▸ **ABOUT THIS EXERCISE**: Copy out, word for word, the lines from the start of the data below through the line containing "[locate] car wheel", and no others.

▸ **Natural language region descriptions**:
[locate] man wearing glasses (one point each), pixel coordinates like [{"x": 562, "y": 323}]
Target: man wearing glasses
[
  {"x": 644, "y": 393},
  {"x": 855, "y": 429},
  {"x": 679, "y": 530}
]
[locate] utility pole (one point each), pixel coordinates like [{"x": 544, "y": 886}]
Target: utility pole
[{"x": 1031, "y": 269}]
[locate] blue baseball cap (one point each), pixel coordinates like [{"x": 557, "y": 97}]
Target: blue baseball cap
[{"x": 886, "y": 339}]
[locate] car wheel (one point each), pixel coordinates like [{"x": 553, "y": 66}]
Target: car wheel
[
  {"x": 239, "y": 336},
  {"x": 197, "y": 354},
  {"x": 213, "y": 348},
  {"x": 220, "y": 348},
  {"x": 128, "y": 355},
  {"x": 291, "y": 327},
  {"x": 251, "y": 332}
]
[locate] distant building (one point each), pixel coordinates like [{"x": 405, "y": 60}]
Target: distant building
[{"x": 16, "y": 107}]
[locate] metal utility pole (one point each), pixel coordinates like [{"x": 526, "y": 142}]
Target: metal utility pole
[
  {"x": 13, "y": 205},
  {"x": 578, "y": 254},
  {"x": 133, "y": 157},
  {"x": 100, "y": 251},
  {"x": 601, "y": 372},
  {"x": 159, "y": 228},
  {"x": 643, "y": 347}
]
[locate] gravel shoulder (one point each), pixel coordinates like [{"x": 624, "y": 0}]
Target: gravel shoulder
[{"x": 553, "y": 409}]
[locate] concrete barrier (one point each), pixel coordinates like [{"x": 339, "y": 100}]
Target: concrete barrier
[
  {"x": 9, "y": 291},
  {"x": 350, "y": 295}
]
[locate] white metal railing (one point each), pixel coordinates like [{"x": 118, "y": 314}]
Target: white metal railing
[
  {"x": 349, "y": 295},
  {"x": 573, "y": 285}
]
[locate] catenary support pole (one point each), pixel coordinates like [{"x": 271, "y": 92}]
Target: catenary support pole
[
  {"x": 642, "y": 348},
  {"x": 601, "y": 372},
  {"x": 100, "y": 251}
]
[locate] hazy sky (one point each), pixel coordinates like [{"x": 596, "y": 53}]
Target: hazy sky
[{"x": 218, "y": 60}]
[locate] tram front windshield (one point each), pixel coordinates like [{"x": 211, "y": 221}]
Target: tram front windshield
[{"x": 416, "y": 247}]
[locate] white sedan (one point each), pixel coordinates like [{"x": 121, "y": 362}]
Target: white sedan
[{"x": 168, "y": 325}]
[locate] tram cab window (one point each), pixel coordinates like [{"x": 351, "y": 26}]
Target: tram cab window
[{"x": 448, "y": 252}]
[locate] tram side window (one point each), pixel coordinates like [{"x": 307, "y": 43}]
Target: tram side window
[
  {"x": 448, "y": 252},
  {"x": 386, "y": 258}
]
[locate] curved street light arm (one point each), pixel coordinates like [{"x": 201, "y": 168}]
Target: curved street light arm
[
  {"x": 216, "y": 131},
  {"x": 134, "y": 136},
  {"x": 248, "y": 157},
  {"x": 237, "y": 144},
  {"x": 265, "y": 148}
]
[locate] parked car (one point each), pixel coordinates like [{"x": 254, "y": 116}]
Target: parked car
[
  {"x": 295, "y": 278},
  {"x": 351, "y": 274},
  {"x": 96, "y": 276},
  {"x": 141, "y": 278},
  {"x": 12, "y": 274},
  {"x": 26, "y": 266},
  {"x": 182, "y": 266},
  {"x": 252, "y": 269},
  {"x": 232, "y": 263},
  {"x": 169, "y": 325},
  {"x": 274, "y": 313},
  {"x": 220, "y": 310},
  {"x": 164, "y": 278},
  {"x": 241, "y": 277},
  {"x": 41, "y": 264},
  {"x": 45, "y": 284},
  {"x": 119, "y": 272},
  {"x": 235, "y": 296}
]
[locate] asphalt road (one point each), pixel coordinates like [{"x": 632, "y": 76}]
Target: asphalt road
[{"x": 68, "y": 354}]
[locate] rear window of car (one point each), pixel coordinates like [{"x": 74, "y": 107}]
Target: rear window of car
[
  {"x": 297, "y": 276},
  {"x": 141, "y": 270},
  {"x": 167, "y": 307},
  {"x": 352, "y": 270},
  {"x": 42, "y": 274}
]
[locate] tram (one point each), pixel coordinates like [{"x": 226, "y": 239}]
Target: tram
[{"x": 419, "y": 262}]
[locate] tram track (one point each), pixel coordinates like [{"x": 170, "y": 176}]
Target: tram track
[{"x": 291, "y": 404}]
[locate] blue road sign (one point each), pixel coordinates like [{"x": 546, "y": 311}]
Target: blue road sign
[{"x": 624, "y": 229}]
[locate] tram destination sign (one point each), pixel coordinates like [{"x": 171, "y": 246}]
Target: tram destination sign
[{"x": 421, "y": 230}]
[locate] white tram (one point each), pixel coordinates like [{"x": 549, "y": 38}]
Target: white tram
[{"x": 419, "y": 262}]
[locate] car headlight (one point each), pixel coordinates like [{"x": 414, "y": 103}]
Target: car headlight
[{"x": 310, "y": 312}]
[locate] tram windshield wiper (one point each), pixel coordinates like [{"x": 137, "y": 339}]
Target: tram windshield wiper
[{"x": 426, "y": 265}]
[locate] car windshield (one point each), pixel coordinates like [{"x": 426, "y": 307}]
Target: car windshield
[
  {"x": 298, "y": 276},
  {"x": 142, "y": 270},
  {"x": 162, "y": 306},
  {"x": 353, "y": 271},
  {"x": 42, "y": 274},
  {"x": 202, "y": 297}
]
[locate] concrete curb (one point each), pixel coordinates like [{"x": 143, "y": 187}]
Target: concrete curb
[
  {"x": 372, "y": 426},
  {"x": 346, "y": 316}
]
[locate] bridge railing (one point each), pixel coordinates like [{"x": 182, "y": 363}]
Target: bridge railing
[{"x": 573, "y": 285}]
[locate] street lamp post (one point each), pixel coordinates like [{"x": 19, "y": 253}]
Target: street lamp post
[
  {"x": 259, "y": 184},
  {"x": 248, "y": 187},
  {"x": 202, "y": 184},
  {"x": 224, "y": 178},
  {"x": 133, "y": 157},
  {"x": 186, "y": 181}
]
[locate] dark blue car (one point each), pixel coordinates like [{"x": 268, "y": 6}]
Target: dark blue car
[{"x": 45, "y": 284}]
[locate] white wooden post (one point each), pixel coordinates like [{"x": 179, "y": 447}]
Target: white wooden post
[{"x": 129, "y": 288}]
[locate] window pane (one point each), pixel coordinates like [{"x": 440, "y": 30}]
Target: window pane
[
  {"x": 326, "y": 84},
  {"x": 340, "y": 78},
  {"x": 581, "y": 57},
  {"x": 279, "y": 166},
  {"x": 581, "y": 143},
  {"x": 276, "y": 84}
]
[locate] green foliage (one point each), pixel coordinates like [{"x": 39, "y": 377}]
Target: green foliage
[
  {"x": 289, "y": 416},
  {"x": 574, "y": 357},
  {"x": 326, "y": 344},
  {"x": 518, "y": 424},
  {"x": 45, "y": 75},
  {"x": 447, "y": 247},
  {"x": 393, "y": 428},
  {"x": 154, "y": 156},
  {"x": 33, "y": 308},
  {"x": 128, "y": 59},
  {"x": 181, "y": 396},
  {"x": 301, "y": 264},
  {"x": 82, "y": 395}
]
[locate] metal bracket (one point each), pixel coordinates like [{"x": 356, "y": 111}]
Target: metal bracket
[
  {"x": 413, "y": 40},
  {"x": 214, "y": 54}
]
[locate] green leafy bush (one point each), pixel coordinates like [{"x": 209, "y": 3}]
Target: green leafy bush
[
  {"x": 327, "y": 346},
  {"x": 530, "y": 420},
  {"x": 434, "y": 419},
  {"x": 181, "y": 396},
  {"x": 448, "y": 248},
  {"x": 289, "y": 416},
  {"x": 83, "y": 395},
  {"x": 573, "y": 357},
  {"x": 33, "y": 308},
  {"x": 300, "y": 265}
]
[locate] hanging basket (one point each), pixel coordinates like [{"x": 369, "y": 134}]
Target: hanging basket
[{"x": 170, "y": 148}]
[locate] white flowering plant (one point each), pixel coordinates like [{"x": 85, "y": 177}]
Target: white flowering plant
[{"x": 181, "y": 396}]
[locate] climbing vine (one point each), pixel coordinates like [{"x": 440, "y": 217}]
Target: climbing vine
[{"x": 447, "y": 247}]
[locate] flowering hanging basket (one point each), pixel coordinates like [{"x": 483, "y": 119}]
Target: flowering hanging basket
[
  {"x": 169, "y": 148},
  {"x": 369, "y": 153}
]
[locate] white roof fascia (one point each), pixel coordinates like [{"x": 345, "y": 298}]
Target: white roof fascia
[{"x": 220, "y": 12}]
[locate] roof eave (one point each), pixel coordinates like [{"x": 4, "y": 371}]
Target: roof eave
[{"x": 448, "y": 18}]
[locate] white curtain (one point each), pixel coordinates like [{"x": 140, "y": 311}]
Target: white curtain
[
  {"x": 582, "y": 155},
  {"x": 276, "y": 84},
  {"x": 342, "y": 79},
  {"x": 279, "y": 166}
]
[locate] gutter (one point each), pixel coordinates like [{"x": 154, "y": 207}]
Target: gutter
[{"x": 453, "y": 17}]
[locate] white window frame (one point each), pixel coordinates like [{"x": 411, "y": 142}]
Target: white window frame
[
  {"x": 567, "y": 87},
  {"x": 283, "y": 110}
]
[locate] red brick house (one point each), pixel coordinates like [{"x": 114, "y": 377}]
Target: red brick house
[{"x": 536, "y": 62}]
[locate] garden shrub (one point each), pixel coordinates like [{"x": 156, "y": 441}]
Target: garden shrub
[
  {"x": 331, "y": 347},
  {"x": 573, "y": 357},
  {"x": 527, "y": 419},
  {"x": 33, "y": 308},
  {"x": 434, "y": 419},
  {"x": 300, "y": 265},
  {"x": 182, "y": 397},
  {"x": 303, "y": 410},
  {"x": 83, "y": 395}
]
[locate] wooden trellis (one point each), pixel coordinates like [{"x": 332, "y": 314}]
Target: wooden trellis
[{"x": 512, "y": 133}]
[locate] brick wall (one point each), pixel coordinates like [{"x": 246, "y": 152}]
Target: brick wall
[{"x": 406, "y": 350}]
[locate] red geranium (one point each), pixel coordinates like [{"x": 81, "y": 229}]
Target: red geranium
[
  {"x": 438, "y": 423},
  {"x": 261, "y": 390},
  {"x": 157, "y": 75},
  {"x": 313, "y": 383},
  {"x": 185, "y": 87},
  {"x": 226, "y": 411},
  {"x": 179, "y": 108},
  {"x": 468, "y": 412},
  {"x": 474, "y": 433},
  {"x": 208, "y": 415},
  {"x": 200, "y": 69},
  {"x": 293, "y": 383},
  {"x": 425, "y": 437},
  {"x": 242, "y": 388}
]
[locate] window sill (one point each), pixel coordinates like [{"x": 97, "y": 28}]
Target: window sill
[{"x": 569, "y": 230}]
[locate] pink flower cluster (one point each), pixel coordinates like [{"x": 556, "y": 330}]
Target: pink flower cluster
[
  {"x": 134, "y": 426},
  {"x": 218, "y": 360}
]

▸ **OUTPUT**:
[locate] man wearing glasses (one point each), pixel coordinates like [{"x": 562, "y": 323}]
Target: man wearing glasses
[
  {"x": 644, "y": 393},
  {"x": 855, "y": 429},
  {"x": 679, "y": 530}
]
[locate] utility pole (one point each), pixel coordinates like [{"x": 544, "y": 886}]
Target: utility pole
[{"x": 1031, "y": 269}]
[locate] blue baseball cap (one point each), pixel coordinates like [{"x": 557, "y": 97}]
Target: blue baseball cap
[{"x": 886, "y": 339}]
[locate] car wheel (one point each), pixel coordinates like [{"x": 553, "y": 66}]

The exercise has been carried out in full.